# Using the information
1) In the opinion piece on conservatives and antitrust, which two bills did the Senate Judiciary Committee approve?
2) Summarize the opinion piece on conservatives and antitrust in two sentences.
3) Continue the opinion piece on conservatives and antitrust from the point where it stops.

Segment Start: Excerpted text

Conservatives Are Walking Into a Trap on Antitrust | Opinion

As recently as a few years ago, most Republicans were unwilling to prevent private tech companies from censoring their users. In 2017 and 2018, when the GOP had unified control of government, nothing was done to regulate Big Tech. Even though Twitter and other platforms were hard at work deplatforming alt-right figures and Pizzagate conspiracists, most conservatives failed to see in this the slippery slope that would ultimately lead to censoring mainstream conservatives.

We now know better. What started as deplatforming hate speech and racists has led directly to silencing campaigns against views that fall afoul of liberal orthodoxy. And in response to expanded Silicon Valley censorship, it's now become common for Republicans to not just support anti-censorship rules but strict antitrust legislation to punish Big Tech.

This, however, is a mistake. The laws currently under consideration not only do nothing to address internet censorship, but may make it worse. By wanting to "do something" in this area, conservatives are in the process of failing to address the concerns of their voters—while giving Left-wing activists what they want.

In the past several weeks, the Senate Judiciary Committee approved the Open App Markets Act and the American Choice and Innovation Online Act. These bills are advancing with support from Republicans like Ted Cruz and Josh Hawley, in addition to almost all Democrats on the Committee. Neither bill makes any mention of free speech or censorship. Instead, they regulate how tech companies treat smaller services that use their platforms.

The bills' conservative supporters suggest that this will somehow end deplatforming. While acknowledging the laws do not address free speech directly, Rachel Bovard of the Conservative Partnership has argued that because the large platforms "are changing the nature of expression," supporting antitrust laws is a "Put Up or Shut Up" moment for Republicans. The American Principles Project and other populist conservative groups signed a letter in support of the Open Apps Markets Act on the grounds that the law would have prevented the censorship of Parler, and Ted Cruz voted for both bills in Committee explicitly because that he believes they would protect free speech apps.

But when Cruz introduced an amendment to prevent the banning of apps based on political bias, it was voted down. Moreover, the Open App Markets Act allows Google and Apple to discriminate against apps in order to promote "security, or digital safety." The American Choice and Innovation Online Act has similar language.

social media censorship

What exactly is "digital safety"? Currently, the term has no legal definition. But it is used by activist organizations to refer to speech that would be constitutionally protected in the United States. For example, the World Economic Forum (better known as Davos) released a white paper on "Advancing Digital Safety" that cites hate speech, COVID disinformation, and conspiracy theories around January 6 as top threats. Looking at industry standards, almost every single major tech platform, including Apple, YouTube, Twitter, and Facebook, uses "safety" or "trust and safety" as an excuse for content moderation.

Segment End: Excerpted text
Segment Start: The data

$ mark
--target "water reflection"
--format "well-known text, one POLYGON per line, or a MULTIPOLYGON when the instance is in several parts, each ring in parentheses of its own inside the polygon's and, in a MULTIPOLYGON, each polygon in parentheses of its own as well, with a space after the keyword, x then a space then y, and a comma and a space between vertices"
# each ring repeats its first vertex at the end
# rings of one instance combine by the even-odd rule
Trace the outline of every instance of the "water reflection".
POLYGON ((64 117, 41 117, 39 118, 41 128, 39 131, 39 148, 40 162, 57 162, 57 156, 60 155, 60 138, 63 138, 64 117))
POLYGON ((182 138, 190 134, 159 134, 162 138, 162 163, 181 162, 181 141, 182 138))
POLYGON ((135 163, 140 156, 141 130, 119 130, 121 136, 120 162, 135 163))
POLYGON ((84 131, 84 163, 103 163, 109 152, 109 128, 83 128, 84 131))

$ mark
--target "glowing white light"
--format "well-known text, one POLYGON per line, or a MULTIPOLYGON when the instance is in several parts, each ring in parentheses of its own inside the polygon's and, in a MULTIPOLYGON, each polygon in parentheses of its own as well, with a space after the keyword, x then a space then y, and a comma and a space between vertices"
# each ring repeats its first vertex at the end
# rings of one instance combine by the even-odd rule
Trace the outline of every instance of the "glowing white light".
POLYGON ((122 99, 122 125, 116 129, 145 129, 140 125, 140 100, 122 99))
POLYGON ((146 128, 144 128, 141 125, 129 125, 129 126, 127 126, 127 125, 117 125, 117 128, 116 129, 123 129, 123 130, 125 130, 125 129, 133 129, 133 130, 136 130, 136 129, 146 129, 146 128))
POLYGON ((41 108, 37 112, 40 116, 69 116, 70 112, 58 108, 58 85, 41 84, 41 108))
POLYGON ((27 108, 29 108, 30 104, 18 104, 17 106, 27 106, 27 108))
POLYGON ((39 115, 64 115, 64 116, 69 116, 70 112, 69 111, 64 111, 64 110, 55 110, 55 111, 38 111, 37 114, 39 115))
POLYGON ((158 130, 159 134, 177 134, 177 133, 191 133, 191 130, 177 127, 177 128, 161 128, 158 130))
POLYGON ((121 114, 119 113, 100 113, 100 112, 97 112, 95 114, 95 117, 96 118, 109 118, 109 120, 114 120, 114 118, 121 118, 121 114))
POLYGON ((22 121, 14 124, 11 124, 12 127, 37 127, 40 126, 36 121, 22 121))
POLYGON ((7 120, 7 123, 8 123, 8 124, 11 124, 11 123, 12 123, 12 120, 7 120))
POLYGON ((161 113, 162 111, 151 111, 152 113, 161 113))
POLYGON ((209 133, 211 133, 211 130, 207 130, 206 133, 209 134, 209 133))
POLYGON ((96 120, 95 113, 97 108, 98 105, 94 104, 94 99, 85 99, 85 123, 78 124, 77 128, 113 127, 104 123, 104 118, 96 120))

Segment End: The data

# Responses by item number
1) The Open App Markets Act and the American Choice and Innovation Online Act.

2) The piece argues that Republicans who now back strict antitrust legislation against Big Tech are making a mistake, because the bills approved by the Senate Judiciary Committee do nothing to address internet censorship and may make it worse. Neither bill mentions free speech; a Cruz amendment against banning apps for political bias was voted down, and the bills let platforms discriminate in the name of "digital safety," a term with no legal definition that activist groups and tech platforms use to justify removing protected speech.

3)
If antitrust legislation protects free speech, conservatives might ask themselves why Democrats who support censorship are also fans of antitrust.

Conservative tech critics view internet censorship as something being pushed top down by monopolists imposing their own political preferences on the masses. While this view has some truth to it, it obscures the larger picture, which is that Big Tech has been pushed around by the media, activist organizations, and—increasingly—Democratic Party politicians, including sponsors of the two antitrust bills under consideration.

Maria Cantwell, chairman of the Senate Commerce Committee, has demanded the Federal Trade Commission investigate Big Tech for not censoring enough disinformation. Amy Klobuchar, who is the primary sponsor of the Choice and Innovation Act, has introduced legislation to remove Section 230 immunity for platforms that don't censor "health misinformation." Richard Bumenthal, a sponsor of the Open App Markets Act, has also demanded increased online censorship.

If passed, these bills will be enforced by the Federal Trade Commission, led by Lina Khan, who has argued that increased antitrust enforcement would harm a Big Tech business model that "incentivizes the dissemination of disinformation." One of Khan's senior advisors is Meredith Walker, who has called the Daily Caller a "hate site."

Populists often argue that the right needs to be more willing to embrace state power in order to achieve its goals. Wherever one comes down on this debate, by supporting current antitrust legislation as written, the GOP is indeed increasing state power, but it will likely be wielded by left-wing bureaucrats and trial lawyers in the service of silencing conservative voices.

Being willing to recognize a problem is not the same thing as knowing how to solve it. Whatever conservatives decide to do about internet censorship, they should not fool themselves into believing that the answer is antitrust legislation supported by the same politicians who are most eager to suppress their speech.

Richard Hanania is the president of the Center for the Study of Partisanship and Ideology.

The views in this article are the writer's own.